(DIRECTIONS) Rewrite the records below with every "thickest part" swapped for "widest part", leaving everything else unchanged. Leave the pictures out of your answer.

(MATERIAL FOR THIS TASK)
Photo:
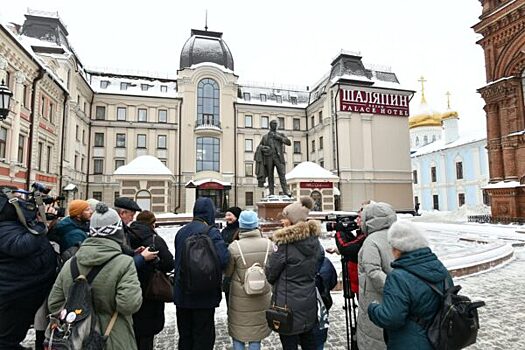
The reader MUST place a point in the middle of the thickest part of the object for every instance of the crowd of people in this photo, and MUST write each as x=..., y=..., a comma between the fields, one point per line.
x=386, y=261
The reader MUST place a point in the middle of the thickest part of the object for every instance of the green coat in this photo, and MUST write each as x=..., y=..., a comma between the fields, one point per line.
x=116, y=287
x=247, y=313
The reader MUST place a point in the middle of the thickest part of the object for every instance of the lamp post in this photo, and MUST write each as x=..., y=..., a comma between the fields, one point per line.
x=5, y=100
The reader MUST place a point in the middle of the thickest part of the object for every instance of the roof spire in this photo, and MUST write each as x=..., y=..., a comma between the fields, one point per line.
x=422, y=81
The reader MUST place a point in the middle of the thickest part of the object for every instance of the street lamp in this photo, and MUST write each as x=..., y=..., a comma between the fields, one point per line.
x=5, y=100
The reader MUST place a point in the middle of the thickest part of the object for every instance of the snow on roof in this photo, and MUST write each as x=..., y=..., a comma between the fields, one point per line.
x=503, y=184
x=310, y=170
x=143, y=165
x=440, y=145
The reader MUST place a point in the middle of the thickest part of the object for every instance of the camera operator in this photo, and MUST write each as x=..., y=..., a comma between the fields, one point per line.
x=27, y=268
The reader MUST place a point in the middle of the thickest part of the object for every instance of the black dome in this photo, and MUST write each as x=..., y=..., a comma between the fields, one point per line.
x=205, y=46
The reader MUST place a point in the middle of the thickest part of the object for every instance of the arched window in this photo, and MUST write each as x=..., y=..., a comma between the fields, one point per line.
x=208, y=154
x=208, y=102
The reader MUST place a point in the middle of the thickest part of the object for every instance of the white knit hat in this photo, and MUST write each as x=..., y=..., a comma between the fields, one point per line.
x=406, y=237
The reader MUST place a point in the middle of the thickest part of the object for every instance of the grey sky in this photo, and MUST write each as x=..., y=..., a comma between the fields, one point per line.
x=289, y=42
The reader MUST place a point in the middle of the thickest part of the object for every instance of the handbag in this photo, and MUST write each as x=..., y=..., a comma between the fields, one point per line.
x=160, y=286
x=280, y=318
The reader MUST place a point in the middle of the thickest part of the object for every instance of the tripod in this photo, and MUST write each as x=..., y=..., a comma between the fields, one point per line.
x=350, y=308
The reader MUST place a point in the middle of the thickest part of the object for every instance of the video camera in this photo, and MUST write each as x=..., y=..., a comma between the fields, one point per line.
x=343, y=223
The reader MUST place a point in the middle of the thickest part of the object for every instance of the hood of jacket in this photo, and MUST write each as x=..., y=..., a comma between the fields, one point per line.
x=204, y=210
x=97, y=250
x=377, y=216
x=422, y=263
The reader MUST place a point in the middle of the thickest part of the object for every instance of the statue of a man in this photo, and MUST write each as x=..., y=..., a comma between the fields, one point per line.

(COMPLETE OUTPUT)
Photo:
The reader MUST place a point in the middle of the widest part of the object for every instance of the crowd of people in this photo, and MUST write each as x=..., y=..., a comma between the fields, one point per line.
x=386, y=261
The reader MUST place a point in the middle of the widest part of the object for every instance of the green coat in this photo, and MUST write each as x=..., y=..., a comma between the fields, one point per line.
x=116, y=287
x=247, y=313
The reader MUST place a point in the middle of the widest part of the object for every instance of the lamp post in this photo, and MUST write each as x=..., y=..., a comma between the fields, one point per line.
x=5, y=100
The reader MUST place a point in the middle of the widest part of the object for every instance of the roof spire in this photo, and MUST write each as x=..., y=..., a comma between the fields, one point per line.
x=422, y=81
The reader MUST place a point in the middle of the widest part of the object for every instance of the street lamp in this photo, and MUST write each as x=..., y=..., a comma between the fields, one point per line.
x=5, y=100
The reader MUST place a point in the middle of the widest part of the object for every instance of the snow on roof in this photo, and MUST write each as x=..., y=..., a comma between the fields, one point per line.
x=503, y=184
x=310, y=170
x=143, y=165
x=440, y=145
The reader MUST place a point in the middle of the widest part of the object for every instance of the camera operator in this photo, and MUST write each as x=..., y=..., a comma between the fields, one point per line.
x=27, y=268
The reader MUST place a point in the middle of the widest part of the object for every instance of the black dome in this photo, and MUST write each as x=..., y=..., a comma between the fields, one point per line.
x=205, y=46
The reader MUST place a point in the middle of the widest part of the object for every instance of the arched window in this photo, and MUST write each as x=..., y=..., a comma between the fields, one point per line.
x=208, y=154
x=208, y=102
The reader MUST place a point in the middle of the widest part of the object for every instance of the white knit hat in this photo, and MUST write each as x=..., y=..., a comma between the fields, one point per line.
x=406, y=237
The reader MUST place a point in the middle of the widest part of the object for every instance of the grey sky in this photo, and MUST write each as x=..., y=..., a comma between the fields, one point per line.
x=289, y=42
The reader MUST place a point in the middle of the widest part of the object for every instance of the handbag in this photo, and MUST write each as x=..., y=..., a comma between the fields, one point per line.
x=160, y=286
x=280, y=318
The reader MUST place a point in the middle of the widest part of the object for every instance of the tripod in this photo, and MUST write each as x=..., y=..., a comma between the fields, one point per line.
x=350, y=308
The reader MUST place a point in the middle of the widest part of the object for every instance of the video camera in this photo, and MUST write each as x=..., y=..., a comma between the fields, one point per line.
x=343, y=223
The reader MUST place a point in the middle of the widest part of the object for every instance of the hood of jacket in this photo, and MUST write each as x=..., y=..., a comma between the fields, one point per line.
x=204, y=210
x=97, y=250
x=377, y=216
x=422, y=263
The reader MUST place a point in the middle of the widest part of the object for every instance of the statue of a man in this photo, and MUST write each as x=..., y=..., a comma between the fields, one point per line.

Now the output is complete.